#### Liste des tâches:
(a) Répondez brièvement à ces questions à partir de l'article sur Foldit :
(i) De quand date l'article ?
(ii) Quelle traduction l'article propose-t-il pour le nom « Foldit » ?
(iii) En combien de temps les protéines se replient-elles sur elles-mêmes ?
(b) Rédigez la suite de l'article sur Foldit en reprenant après sa dernière phrase.

#### Section du document:
+===+

La revanche des esprits moyens

Le 25 octobre 2010

Pour régler certains problèmes scientifiques, il n'est pas nécessaire d'avoir énormément de connaissances. Certains projets ludiques combinent la puissance de l'ordinateur et l’habileté des utilisateurs pour déterminer la structure 3D des protéines ou gagner aux échecs.

Dans la forêt de projets de science participative « Foldit », qu’on pourrait traduire par “pliez-le”, tient le haut du panier. Que veut-on plier ? Des protéines bien sûr ! Les protéines, quand elles sont fabriquées dans la cellule sont d’abord linéaires, comme des colliers de perles. En quelques nanosecondes, elles se replient sur elles-mêmes pour former une structure 3D essentielle à leur bon fonctionnement. Déterminer la structure 3D des protéines est un problème important en biologie. On peut le faire expérimentalement, dans un tube à essai, c’est long, coûteux, et cela ne marche pas avec toutes les protéines. On peut aussi le simuler par ordinateur, mais il faut une puissance de calcul énorme.

+===+

#### Entrées fournies:
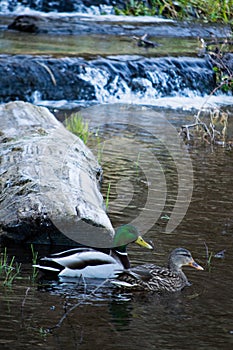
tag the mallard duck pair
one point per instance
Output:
(153, 278)
(92, 263)
(114, 264)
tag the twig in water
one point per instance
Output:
(66, 314)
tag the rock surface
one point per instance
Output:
(49, 181)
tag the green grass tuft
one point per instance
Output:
(78, 126)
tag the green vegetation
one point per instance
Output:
(107, 196)
(9, 270)
(34, 262)
(209, 11)
(78, 126)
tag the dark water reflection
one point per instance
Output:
(200, 317)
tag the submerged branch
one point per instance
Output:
(67, 313)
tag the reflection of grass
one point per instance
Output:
(9, 270)
(78, 126)
(107, 196)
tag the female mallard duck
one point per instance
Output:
(92, 263)
(149, 277)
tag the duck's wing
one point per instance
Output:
(149, 277)
(77, 259)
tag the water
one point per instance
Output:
(199, 317)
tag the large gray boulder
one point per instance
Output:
(49, 181)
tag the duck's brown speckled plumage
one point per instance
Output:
(150, 277)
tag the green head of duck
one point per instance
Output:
(126, 234)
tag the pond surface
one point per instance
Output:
(88, 46)
(201, 316)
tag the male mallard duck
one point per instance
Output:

+===+

#### Réponses par tâche:
(a)
(i) Du 25 octobre 2010.
(ii) « Pliez-le ».
(iii) En quelques nanosecondes.

(b)
Foldit est un jeu en ligne qui fournit à l’internaute de véritables séquences de protéines dépliées, à lui de trouver les solutions de repliement les moins coûteuses en énergie, les plus élégantes. Le jeu ne nécessite aucune connaissance en biochimie.

Foldit existe depuis 2008, et des championnats de repliement de protéines sont régulièrement organisés. Lors de ces championnats, des biochimistes professionnels sont confrontés à des joueurs acharnés de la communauté Foldit. Surprise, les meilleures équipes d’amateurs font au moins aussi bien (.pdf) que les équipes de professionnels.

La déculottée des maîtres

Cela m’a rappelé une deuxième histoire. 1997 : l’ordinateur Deep Blue bat Garry Kasparov aux échecs. Garry Kasparov invente alors les échecs avancés, où l’homme ne combat plus l’ordinateur mais est assisté par la machine. Des tournois sont organisés où des équipes constituées de paires d’homme/machine, s’affrontent entres elles. Résultat étonnant : les paires gagnantes ne contiennent pas les meilleurs maîtres d’échecs,  ni les programmes les plus performants… non, les paires gagnantes sont constituées de jeunes geeks, joueurs d’échecs moyens, qui utilisent des programmes d’échecs grand public.

Dompter les outils

Ces deux histoires semblent vouloir nous dire la même chose : pour certaines activités, ce n’est pas le degré de connaissance en soit qui importe, ce n’est pas non plus la puissance de la machine dont on dispose… Par contre, l’habileté à utiliser l’ordinateur : savoir quoi en attendre, à quel moment l’utiliser, quand ne pas l’utiliser, quand vaut-il mieux faire confiance à son intuition qu’à la machine… Ce sont ces compétences là qui font la différence. Pour le dire vite, ce qui est décisif, c’est savoir faire le meilleur usage de la machine.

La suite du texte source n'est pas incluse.